Entries from a dataset
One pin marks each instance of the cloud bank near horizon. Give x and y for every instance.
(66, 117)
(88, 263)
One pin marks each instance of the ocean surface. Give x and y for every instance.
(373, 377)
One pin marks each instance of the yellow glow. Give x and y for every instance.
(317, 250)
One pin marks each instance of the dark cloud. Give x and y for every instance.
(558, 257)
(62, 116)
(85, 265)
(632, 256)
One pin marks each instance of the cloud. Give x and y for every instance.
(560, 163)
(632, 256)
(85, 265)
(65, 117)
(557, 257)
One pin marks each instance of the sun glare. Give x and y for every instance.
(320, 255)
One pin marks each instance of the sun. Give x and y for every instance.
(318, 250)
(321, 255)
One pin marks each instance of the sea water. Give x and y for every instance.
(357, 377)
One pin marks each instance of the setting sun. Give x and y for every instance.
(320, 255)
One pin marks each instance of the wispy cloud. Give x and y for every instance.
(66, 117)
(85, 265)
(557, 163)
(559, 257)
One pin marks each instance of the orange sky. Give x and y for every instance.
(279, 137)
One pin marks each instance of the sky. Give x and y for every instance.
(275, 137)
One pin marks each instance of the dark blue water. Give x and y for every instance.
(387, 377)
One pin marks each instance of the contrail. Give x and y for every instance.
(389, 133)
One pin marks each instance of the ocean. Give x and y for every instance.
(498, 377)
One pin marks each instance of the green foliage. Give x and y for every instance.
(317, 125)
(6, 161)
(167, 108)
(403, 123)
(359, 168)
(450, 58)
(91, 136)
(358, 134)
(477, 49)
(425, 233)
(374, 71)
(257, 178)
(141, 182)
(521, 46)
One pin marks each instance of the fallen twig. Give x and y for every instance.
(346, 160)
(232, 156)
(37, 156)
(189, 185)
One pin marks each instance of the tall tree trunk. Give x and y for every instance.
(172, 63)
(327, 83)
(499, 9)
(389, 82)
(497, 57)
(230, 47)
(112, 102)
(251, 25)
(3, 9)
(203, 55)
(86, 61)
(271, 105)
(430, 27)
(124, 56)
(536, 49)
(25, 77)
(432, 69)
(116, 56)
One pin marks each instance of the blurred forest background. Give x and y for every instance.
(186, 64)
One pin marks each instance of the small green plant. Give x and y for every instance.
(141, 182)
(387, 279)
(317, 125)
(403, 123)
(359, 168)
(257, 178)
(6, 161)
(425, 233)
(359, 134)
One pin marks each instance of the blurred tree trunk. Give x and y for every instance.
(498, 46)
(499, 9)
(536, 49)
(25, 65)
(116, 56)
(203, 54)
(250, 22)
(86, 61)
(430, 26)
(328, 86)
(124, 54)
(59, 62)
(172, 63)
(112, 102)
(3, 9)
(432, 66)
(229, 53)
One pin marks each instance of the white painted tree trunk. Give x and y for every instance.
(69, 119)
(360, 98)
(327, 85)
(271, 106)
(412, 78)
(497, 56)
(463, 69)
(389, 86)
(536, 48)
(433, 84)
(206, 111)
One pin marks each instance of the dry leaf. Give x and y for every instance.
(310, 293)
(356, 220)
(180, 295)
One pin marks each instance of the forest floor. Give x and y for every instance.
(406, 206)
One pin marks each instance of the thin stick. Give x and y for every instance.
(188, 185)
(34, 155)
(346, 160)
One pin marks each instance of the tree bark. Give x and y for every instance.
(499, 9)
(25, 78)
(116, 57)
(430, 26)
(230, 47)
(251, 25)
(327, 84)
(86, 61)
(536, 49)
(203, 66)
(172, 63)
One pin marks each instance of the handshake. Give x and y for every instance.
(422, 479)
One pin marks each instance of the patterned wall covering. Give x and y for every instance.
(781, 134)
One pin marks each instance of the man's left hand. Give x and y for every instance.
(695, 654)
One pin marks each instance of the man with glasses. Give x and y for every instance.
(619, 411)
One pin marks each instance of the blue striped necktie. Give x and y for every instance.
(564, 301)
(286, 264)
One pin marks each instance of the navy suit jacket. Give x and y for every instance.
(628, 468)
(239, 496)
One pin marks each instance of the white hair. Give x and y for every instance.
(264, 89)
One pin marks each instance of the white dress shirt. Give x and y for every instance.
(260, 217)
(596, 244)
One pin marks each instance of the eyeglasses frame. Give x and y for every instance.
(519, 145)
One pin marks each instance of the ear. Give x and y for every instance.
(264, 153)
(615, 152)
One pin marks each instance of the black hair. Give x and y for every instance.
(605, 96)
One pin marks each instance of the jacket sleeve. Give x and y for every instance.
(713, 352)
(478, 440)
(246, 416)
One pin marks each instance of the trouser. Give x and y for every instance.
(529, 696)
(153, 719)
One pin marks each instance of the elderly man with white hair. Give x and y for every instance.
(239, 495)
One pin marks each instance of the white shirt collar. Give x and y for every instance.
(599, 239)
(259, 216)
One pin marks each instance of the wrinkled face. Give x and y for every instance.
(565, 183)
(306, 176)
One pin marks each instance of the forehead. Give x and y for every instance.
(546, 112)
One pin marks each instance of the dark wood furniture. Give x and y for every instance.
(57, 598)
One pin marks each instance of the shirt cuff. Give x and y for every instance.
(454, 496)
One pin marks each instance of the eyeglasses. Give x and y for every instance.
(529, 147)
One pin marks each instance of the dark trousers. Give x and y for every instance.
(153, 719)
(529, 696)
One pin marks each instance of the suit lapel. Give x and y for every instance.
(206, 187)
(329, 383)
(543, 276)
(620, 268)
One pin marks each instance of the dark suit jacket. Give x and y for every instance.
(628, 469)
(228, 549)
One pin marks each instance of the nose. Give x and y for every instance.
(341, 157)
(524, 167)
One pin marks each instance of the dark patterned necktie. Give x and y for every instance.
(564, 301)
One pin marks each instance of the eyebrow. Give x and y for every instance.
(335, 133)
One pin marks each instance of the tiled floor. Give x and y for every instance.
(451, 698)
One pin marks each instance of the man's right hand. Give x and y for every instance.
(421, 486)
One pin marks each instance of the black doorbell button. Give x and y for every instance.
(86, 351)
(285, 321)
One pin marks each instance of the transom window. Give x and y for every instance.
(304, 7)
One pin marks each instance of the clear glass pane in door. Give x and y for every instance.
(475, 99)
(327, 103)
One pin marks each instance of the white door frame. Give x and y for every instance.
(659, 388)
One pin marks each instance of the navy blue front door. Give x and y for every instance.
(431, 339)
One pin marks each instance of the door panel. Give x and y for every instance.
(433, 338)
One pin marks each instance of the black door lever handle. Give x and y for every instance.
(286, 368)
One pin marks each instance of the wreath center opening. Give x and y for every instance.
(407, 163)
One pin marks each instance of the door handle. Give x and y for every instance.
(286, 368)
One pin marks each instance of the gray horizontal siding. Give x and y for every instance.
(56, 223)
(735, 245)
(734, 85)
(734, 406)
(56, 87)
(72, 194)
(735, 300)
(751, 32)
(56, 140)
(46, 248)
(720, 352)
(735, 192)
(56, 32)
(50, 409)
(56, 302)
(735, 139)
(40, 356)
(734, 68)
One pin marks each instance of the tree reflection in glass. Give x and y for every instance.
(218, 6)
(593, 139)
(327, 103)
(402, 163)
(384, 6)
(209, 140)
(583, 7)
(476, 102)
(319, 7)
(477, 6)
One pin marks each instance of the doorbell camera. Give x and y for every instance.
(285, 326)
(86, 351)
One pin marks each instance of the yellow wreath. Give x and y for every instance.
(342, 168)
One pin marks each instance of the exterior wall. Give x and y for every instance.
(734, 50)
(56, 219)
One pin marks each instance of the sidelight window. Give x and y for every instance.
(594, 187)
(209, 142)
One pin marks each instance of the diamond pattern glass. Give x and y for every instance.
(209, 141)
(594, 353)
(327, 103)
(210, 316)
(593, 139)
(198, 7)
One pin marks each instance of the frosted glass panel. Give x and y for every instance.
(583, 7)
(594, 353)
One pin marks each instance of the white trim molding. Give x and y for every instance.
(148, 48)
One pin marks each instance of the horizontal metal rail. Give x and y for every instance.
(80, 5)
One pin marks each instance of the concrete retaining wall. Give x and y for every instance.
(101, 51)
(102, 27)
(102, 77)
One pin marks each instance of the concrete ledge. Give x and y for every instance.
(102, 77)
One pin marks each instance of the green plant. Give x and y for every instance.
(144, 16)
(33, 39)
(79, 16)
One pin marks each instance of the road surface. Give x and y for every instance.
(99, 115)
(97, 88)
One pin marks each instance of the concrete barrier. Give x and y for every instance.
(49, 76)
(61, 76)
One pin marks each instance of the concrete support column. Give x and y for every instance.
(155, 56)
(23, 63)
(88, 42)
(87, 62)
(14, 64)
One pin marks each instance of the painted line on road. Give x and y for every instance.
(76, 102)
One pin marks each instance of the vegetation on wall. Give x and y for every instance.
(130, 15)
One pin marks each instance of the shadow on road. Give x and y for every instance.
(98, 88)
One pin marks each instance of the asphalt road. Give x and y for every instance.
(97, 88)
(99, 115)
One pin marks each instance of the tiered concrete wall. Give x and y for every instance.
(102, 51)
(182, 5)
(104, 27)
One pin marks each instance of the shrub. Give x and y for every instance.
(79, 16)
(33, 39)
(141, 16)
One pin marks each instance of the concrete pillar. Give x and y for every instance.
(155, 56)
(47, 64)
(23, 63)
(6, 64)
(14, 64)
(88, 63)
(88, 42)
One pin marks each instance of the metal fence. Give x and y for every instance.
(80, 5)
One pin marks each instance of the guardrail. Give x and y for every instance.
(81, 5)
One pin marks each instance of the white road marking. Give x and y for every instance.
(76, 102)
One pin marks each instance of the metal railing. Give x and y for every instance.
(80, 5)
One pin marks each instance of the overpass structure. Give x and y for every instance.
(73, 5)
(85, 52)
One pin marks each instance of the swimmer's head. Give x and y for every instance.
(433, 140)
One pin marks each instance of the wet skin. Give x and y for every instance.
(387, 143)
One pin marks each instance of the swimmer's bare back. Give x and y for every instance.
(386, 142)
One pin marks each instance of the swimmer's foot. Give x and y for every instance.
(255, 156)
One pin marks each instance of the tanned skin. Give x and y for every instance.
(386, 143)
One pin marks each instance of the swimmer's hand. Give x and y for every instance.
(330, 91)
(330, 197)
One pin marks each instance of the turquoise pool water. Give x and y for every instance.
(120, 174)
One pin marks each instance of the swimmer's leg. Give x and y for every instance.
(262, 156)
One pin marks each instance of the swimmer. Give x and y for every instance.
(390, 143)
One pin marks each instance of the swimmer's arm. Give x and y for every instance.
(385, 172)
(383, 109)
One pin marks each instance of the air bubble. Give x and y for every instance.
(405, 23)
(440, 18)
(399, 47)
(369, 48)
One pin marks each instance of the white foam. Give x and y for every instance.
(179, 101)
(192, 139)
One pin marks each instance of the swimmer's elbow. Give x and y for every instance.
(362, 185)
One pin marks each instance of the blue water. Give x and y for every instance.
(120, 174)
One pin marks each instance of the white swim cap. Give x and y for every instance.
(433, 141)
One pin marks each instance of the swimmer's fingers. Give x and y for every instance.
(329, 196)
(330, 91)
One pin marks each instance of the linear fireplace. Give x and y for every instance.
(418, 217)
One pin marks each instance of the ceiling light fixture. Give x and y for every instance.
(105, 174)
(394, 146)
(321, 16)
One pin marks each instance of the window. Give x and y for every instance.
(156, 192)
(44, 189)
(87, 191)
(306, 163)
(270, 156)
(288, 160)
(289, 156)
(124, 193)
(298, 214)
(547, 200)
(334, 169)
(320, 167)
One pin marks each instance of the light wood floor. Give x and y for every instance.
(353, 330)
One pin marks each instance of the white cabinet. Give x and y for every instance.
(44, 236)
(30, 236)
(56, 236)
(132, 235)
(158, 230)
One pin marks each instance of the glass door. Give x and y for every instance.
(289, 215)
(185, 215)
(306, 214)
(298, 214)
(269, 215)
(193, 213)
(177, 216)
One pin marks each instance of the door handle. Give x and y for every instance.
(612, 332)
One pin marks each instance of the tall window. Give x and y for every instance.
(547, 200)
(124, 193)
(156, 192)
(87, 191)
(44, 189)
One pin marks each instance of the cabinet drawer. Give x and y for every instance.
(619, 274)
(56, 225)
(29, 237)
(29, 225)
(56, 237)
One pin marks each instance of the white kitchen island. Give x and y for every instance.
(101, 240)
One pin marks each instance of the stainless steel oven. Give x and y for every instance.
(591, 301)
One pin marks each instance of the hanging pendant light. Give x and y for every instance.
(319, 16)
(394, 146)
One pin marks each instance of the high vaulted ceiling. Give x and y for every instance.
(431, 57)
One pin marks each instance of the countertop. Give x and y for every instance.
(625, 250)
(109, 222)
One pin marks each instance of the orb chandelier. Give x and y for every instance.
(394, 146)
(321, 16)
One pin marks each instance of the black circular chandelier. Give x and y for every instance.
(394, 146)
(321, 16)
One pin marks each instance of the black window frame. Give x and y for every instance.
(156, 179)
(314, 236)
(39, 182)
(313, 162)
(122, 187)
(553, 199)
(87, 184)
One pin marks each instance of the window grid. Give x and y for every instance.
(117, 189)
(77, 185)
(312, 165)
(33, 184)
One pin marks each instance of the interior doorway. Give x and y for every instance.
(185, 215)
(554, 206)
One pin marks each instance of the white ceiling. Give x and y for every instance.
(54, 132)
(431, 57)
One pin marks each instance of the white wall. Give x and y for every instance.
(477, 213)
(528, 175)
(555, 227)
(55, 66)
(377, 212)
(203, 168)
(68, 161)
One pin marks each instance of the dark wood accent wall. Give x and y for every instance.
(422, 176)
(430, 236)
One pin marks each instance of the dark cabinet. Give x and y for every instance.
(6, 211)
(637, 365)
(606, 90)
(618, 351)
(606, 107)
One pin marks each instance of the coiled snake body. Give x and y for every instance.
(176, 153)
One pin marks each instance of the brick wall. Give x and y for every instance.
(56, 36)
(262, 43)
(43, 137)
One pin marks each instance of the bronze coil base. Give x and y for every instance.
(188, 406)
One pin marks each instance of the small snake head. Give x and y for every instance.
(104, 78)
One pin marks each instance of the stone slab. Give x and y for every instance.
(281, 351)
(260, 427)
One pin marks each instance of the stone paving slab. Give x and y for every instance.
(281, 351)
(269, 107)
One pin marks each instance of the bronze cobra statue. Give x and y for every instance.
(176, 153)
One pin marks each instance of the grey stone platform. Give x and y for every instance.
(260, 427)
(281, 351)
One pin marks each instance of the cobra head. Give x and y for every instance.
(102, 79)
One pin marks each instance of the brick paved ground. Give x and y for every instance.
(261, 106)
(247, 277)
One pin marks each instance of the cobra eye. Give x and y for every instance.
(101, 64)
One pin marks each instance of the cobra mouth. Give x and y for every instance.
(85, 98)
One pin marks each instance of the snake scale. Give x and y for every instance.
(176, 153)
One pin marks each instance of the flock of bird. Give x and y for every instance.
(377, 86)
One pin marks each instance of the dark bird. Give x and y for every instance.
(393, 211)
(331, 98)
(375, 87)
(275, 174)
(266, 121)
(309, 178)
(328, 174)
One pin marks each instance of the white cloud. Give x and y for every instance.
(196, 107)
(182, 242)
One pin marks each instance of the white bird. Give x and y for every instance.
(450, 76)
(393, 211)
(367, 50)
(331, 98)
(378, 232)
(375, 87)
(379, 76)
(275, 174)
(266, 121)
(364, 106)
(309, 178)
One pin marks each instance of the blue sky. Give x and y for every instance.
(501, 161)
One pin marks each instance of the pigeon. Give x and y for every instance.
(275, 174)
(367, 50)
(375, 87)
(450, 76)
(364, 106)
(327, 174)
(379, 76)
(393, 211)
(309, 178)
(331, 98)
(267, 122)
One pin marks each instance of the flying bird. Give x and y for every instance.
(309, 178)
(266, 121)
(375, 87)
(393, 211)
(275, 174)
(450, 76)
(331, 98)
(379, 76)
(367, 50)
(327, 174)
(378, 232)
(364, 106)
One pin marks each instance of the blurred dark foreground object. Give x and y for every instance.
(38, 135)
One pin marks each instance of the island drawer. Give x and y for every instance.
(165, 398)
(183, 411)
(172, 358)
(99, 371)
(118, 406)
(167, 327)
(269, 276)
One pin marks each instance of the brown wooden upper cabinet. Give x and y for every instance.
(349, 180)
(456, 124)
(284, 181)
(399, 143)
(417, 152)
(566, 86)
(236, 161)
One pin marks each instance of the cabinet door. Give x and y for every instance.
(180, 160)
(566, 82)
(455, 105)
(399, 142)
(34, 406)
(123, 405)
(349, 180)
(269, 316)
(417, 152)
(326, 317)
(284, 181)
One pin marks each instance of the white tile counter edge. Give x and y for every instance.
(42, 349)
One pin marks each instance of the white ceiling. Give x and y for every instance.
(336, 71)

Goal
From the line containing "One pin marks each instance of the blurred dark" down to the final line of the data, write out every line exactly; both the first and last of these belong in your answer, and nothing else does.

Task solution
One pin marks each instance of the blurred dark foreground object. Give x and y for every instance.
(38, 135)
One pin marks each instance of the island drawer. Give x and y for every instance.
(165, 398)
(183, 411)
(172, 358)
(99, 371)
(118, 406)
(167, 327)
(269, 276)
One pin marks each instance of the brown wooden upper cabinet. Give x and y for every instance.
(349, 180)
(456, 124)
(284, 181)
(399, 143)
(417, 152)
(566, 86)
(236, 161)
One pin marks each instance of the cabinet door. Give x and y for every instance.
(180, 160)
(566, 82)
(455, 105)
(399, 142)
(34, 406)
(123, 405)
(349, 180)
(269, 316)
(417, 152)
(326, 317)
(284, 181)
One pin marks each instance of the white tile counter edge. Give x and y for every instance.
(42, 349)
One pin marks each instance of the white ceiling. Give x and y for every instance.
(336, 71)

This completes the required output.